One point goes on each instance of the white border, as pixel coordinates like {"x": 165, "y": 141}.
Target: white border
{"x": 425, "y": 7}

##############################

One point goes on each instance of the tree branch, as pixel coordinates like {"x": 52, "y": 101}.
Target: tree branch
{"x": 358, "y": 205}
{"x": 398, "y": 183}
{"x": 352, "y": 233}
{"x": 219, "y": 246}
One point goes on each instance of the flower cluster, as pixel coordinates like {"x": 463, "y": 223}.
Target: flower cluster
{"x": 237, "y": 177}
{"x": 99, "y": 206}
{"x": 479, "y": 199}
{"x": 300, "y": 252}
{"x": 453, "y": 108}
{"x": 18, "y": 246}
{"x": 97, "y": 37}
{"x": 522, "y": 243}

##############################

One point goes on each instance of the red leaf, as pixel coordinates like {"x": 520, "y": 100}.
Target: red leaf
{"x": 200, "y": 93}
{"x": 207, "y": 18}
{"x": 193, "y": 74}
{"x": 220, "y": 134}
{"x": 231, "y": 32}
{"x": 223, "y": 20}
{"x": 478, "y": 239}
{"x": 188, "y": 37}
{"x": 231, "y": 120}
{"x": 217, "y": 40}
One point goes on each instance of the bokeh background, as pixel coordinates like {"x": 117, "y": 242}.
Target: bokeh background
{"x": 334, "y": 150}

##############################

■ **Instructions to follow**: Copy verbatim, from the listing above, each line from the one containing "Target: tree branch" down to the one containing "One point goes on each instance of the flower", inclusive.

■ **Written response**:
Target: tree branch
{"x": 358, "y": 205}
{"x": 398, "y": 183}
{"x": 352, "y": 233}
{"x": 219, "y": 246}
One point goes on each instance of the flower cluster, as pixel coordinates like {"x": 463, "y": 223}.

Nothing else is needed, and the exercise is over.